* Selected passage
....................

- Comune di Govone
- Govone Location within Italy Govone Location within Piedmont
- Coordinates: 44°48′N 8°6′E﻿ / ﻿44.800°N 8.100°E
- Country: Italy
- Region: Piedmont
- Province: Province of Cuneo (CN)

Area
- • Total: 18.8 km^{2} (7.3 sq mi)
- Elevation: 301 m (988 ft)

Population (Dec. 2019)
- • Total: 2,132
- • Density: 113/km^{2} (294/sq mi)
- Demonym: Govonesi
- Time zone: UTC+1 (CET)
- • Summer (DST): UTC+2 (CEST)
- Postal code: 12040
- Dialing code: 0173
- Website: Official website

= Govone =

Govone (Gon /pms/ or Govon /pms/) is an Italian town of 2,294 inhabitants in the province of Cuneo in Piedmont.

It is part of the historical region of Roero and is located on the border with the province of Asti, about halfway between the cities of Alba and Asti.

The site has been inhabited since Roman times, as evidenced by numerous findings, and is mentioned in early medieval documents. Formerly a bishopric fief, then passed to the property of the Solaro family of Asti, it was later a resort for the House of Savoy in the early decades of the nineteenth century. It is now known above all for its castle, in which the philosopher Jean-Jacques Rousseau, who has just entered the service of Count Ottavio Solaro, stayed when he was just eighteen years old (year 1730).

....................

* About this task
Pick up the article on Govone after its last sentence and write what comes next.

....................

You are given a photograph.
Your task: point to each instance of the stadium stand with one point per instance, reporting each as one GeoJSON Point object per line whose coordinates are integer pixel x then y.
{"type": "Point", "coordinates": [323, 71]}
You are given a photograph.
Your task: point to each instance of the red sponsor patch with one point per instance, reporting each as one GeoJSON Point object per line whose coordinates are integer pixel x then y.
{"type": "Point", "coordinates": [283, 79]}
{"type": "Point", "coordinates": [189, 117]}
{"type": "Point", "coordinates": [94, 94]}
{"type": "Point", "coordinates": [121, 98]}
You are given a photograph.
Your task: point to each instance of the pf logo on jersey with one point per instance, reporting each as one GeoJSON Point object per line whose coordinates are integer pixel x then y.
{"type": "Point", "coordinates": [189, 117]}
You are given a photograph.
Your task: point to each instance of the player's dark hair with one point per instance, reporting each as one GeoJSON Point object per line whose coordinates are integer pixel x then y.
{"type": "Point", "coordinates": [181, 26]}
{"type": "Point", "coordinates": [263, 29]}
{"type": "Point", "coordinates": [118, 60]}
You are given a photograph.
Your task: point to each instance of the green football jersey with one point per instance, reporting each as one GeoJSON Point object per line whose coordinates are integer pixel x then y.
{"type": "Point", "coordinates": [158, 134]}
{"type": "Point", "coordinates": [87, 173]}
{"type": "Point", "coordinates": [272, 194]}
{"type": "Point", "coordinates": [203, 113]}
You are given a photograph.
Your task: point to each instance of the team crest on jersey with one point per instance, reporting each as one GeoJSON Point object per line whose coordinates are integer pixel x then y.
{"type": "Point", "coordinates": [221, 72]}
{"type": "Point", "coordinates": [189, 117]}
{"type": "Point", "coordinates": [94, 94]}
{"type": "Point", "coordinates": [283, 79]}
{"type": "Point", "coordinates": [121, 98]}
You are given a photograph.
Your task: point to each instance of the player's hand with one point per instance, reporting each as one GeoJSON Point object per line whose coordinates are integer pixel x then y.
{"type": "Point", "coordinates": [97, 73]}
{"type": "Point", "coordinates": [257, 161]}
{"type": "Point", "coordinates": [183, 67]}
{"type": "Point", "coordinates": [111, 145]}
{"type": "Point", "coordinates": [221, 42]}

....................

* Exercise output
== Economy ==

The economy of the area is mainly agricultural, with a particular emphasis to the cultivation of vines on the hillsides - red wines barbera, bonarda, dolcetto, nebbiolo and arneis white wine, as well as hazelnut plantations, while vegetables and cereals are produced in the fertile peripheral plain.

The main seat of Nutkao, an international contract manufacturer that specializes in the creation and production of creams and spreads, is located in the hamlet of Canove di Govone.

In recent times tourism has started to play an important role, the castle is a major attraction with summer concerts and other attractions in the castle grounds throughout the year.

Between March and April there is a floral event in the called "Tulips at court", combined with a costume parade of military troops with 18th-19th century period clothing.

The annual Christmas market is the 3rd most visited in Italy and is held every weekend from mid-November to just before Christmas.

Govone is located on the Roero Walks trail, popular for hiking and trail bikes.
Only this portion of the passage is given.